> Records for the task:
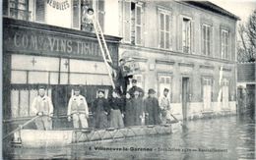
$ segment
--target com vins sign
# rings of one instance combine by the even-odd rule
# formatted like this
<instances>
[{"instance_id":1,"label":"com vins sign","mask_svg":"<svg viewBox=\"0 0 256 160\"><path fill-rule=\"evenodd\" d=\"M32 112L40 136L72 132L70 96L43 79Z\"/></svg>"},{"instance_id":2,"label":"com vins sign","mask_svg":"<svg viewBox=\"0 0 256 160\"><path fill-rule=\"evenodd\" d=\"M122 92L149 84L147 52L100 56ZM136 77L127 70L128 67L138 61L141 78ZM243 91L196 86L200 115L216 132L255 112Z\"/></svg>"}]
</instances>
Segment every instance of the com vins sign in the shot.
<instances>
[{"instance_id":1,"label":"com vins sign","mask_svg":"<svg viewBox=\"0 0 256 160\"><path fill-rule=\"evenodd\" d=\"M39 55L102 58L96 40L72 34L52 34L48 31L9 30L4 38L5 50L9 52ZM110 53L117 53L117 46L107 44Z\"/></svg>"},{"instance_id":2,"label":"com vins sign","mask_svg":"<svg viewBox=\"0 0 256 160\"><path fill-rule=\"evenodd\" d=\"M56 10L66 10L70 7L70 4L67 0L47 0L47 4Z\"/></svg>"}]
</instances>

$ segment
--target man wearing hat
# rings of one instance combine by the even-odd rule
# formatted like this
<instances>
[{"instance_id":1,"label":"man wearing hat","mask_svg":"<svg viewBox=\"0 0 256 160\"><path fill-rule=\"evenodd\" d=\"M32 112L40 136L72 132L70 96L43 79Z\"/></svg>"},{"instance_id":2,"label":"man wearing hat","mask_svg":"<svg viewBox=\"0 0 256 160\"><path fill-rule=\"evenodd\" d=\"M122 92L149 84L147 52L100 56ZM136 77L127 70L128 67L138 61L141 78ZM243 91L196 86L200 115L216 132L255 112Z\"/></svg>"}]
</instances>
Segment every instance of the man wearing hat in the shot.
<instances>
[{"instance_id":1,"label":"man wearing hat","mask_svg":"<svg viewBox=\"0 0 256 160\"><path fill-rule=\"evenodd\" d=\"M53 105L50 97L45 94L45 86L38 86L38 95L33 99L32 112L40 117L34 120L37 130L51 130L53 116Z\"/></svg>"},{"instance_id":2,"label":"man wearing hat","mask_svg":"<svg viewBox=\"0 0 256 160\"><path fill-rule=\"evenodd\" d=\"M74 95L70 97L68 104L68 121L73 119L73 127L79 128L81 124L82 128L88 128L89 111L86 98L80 94L80 87L74 87Z\"/></svg>"},{"instance_id":3,"label":"man wearing hat","mask_svg":"<svg viewBox=\"0 0 256 160\"><path fill-rule=\"evenodd\" d=\"M149 89L149 96L145 99L146 108L146 124L159 125L160 120L160 105L159 100L156 98L156 91L153 88Z\"/></svg>"},{"instance_id":4,"label":"man wearing hat","mask_svg":"<svg viewBox=\"0 0 256 160\"><path fill-rule=\"evenodd\" d=\"M108 102L104 98L104 90L97 91L97 98L94 101L92 111L94 114L95 127L104 129L108 127L107 115L109 114Z\"/></svg>"},{"instance_id":5,"label":"man wearing hat","mask_svg":"<svg viewBox=\"0 0 256 160\"><path fill-rule=\"evenodd\" d=\"M115 77L115 87L120 95L126 95L127 91L127 84L129 84L129 79L131 79L133 76L129 75L129 68L125 66L125 60L120 59L119 60L119 66L115 67L112 63L108 62L109 66L113 68L116 71L116 77Z\"/></svg>"},{"instance_id":6,"label":"man wearing hat","mask_svg":"<svg viewBox=\"0 0 256 160\"><path fill-rule=\"evenodd\" d=\"M132 98L134 97L134 92L136 90L139 91L141 98L144 97L144 90L141 87L137 86L137 80L133 79L132 80L132 87L128 90L128 93L130 94L130 96Z\"/></svg>"},{"instance_id":7,"label":"man wearing hat","mask_svg":"<svg viewBox=\"0 0 256 160\"><path fill-rule=\"evenodd\" d=\"M170 121L170 103L168 98L169 89L163 89L163 96L160 98L160 107L161 110L161 123L166 124Z\"/></svg>"}]
</instances>

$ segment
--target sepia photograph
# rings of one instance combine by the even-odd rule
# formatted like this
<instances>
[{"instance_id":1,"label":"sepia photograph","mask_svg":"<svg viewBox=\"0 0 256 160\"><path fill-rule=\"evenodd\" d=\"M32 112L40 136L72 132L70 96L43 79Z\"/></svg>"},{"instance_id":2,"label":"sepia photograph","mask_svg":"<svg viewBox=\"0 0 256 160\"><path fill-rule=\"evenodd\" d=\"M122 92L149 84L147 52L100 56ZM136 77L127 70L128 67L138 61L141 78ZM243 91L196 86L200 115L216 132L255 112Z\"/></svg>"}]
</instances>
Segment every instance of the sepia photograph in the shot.
<instances>
[{"instance_id":1,"label":"sepia photograph","mask_svg":"<svg viewBox=\"0 0 256 160\"><path fill-rule=\"evenodd\" d=\"M1 5L0 159L256 159L256 0Z\"/></svg>"}]
</instances>

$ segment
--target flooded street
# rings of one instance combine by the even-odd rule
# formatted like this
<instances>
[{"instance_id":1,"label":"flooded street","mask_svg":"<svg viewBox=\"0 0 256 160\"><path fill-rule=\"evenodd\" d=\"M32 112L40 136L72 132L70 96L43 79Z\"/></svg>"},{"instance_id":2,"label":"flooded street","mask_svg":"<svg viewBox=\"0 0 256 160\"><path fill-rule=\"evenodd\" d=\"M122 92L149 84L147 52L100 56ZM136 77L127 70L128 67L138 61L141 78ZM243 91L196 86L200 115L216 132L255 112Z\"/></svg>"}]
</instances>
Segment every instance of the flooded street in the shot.
<instances>
[{"instance_id":1,"label":"flooded street","mask_svg":"<svg viewBox=\"0 0 256 160\"><path fill-rule=\"evenodd\" d=\"M124 159L255 159L255 124L238 117L191 121L188 130L164 136L135 137L67 146L12 148L14 159L124 158Z\"/></svg>"}]
</instances>

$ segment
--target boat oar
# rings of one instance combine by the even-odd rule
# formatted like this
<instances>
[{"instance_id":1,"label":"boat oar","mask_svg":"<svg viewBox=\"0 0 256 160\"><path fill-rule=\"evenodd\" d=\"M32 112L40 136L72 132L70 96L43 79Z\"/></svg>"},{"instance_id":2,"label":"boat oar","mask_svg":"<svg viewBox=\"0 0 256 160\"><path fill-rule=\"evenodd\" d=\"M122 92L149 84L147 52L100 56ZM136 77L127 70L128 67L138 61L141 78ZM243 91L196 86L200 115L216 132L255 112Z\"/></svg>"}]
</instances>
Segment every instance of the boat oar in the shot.
<instances>
[{"instance_id":1,"label":"boat oar","mask_svg":"<svg viewBox=\"0 0 256 160\"><path fill-rule=\"evenodd\" d=\"M170 116L173 117L173 119L178 122L184 129L188 130L187 126L184 125L183 123L181 123L181 121L179 121L175 116L173 116L171 113L170 113Z\"/></svg>"},{"instance_id":2,"label":"boat oar","mask_svg":"<svg viewBox=\"0 0 256 160\"><path fill-rule=\"evenodd\" d=\"M3 139L5 139L6 137L10 136L11 134L13 134L14 133L18 132L19 130L22 130L24 127L26 127L27 125L31 124L32 122L33 122L35 119L37 119L40 116L35 116L33 118L32 118L31 120L27 121L25 124L19 126L19 128L15 129L14 131L12 131L11 133L9 133L7 135L5 135L3 137Z\"/></svg>"}]
</instances>

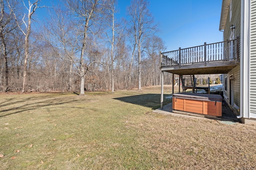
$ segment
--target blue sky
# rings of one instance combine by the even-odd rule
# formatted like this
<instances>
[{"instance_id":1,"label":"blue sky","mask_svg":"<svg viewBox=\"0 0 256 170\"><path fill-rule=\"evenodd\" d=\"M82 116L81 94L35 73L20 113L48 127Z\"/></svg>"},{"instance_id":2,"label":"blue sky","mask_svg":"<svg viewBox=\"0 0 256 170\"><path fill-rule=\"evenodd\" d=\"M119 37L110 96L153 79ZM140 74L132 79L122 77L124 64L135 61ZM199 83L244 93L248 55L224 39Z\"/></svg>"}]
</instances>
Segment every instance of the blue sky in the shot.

> Task:
How many lines in the records above contain the string "photograph"? Reply with the number alone.

> Written reply:
4